→ WORK REQUIRED: Take the material below and restate it word for word, stopping after the line in which "47 112 L 26" occurs.

→ EXERCISE INPUT:
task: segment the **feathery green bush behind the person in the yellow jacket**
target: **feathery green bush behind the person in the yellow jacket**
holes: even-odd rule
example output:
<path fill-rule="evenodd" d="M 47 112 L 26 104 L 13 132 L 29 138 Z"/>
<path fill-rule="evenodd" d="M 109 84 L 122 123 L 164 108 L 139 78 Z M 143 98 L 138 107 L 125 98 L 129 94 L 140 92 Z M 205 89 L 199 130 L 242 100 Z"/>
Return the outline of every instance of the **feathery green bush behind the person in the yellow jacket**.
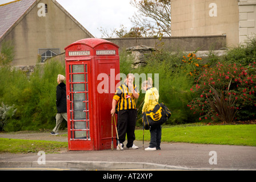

→ RESPONSE BOX:
task: segment the **feathery green bush behind the person in the yellow jacket**
target: **feathery green bush behind the person in the yellow jacket**
holes: even-odd rule
example output:
<path fill-rule="evenodd" d="M 47 112 L 26 104 L 13 132 L 29 138 Z"/>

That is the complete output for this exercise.